## SUPPLIED MATERIAL:
# # # # # # #
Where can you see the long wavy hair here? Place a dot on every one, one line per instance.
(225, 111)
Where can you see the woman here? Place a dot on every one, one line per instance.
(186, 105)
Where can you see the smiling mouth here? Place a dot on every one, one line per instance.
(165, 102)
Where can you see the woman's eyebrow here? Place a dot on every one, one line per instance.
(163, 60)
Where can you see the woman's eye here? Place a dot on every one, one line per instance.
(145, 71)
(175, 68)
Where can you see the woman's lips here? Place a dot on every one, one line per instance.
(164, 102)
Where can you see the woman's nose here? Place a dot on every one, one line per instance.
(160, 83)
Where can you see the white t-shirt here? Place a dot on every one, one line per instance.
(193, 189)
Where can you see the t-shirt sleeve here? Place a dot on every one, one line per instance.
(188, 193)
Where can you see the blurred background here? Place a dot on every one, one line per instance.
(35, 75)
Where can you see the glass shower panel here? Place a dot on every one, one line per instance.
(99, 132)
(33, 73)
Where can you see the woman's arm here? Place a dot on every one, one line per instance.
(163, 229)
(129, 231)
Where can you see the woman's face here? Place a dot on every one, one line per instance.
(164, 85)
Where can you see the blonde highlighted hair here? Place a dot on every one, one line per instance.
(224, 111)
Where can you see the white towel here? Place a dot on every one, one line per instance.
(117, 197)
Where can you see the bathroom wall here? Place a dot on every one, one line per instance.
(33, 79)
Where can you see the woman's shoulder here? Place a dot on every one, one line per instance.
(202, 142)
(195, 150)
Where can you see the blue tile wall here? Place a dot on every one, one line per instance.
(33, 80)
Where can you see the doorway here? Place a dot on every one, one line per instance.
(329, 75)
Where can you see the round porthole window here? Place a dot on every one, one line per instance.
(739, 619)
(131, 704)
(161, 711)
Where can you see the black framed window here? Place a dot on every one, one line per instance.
# # # # # # #
## TASK STATEMENT:
Write out every line of the rows above as a numbered list, leaving out any blank lines.

## EXERCISE RESULT:
1. Where can you see the long wavy hair here? Place a dot on every one, one line per instance.
2. (225, 111)
3. Where can you see the woman here? Place a dot on every one, one line per instance.
4. (186, 105)
5. Where can you see the smiling mouth here? Place a dot on every one, one line per instance.
6. (165, 102)
7. Where can you see the woman's eyebrow here? Place a dot on every one, one line per instance.
8. (163, 60)
9. Where can you see the woman's eye here? Place a dot on every one, one line per instance.
10. (145, 71)
11. (175, 68)
12. Where can you see the woman's lips here? Place a dot on every one, one line per instance.
13. (164, 102)
14. Where can you see the woman's nose here? Place a dot on every one, one line per instance.
15. (160, 83)
16. Where can you see the white t-shirt here? Place a dot on every one, one line per instance.
17. (193, 189)
18. Where can you see the t-shirt sleeve here? Place a dot on every one, one line per instance.
19. (188, 193)
20. Where can you see the blurred background here? Place a dot on every one, one line per instance.
21. (35, 75)
22. Where can you see the glass shower panel here? Place a dot on every one, one line per instance.
23. (99, 132)
24. (33, 73)
25. Where can you see the woman's arm here? Place a dot on every one, one line per instance.
26. (163, 229)
27. (129, 231)
28. Where can you see the woman's face here? Place a dot on every one, one line per instance.
29. (164, 85)
30. Where can you see the blonde highlighted hair here? Place a dot on every one, one line per instance.
31. (224, 111)
32. Where can you see the white towel here? Place a dot on every one, one line per instance.
33. (117, 197)
34. Where can you see the bathroom wall here? Place a dot on every one, one line per instance.
35. (33, 79)
36. Where can you see the woman's shoulder here? Place a dot on every one, one line per instance.
37. (202, 142)
38. (195, 150)
39. Where can you see the blue tile wall here? Place a dot on every one, one line per instance.
40. (33, 80)
41. Where can you see the doorway here? Place a dot on every one, one line per instance.
42. (329, 75)
43. Where can you see the round porthole window here? Place a dot on every one, one line per instance.
44. (739, 619)
45. (131, 704)
46. (161, 711)
47. Where can you see the black framed window here? Place a dot on every one, one line per instance.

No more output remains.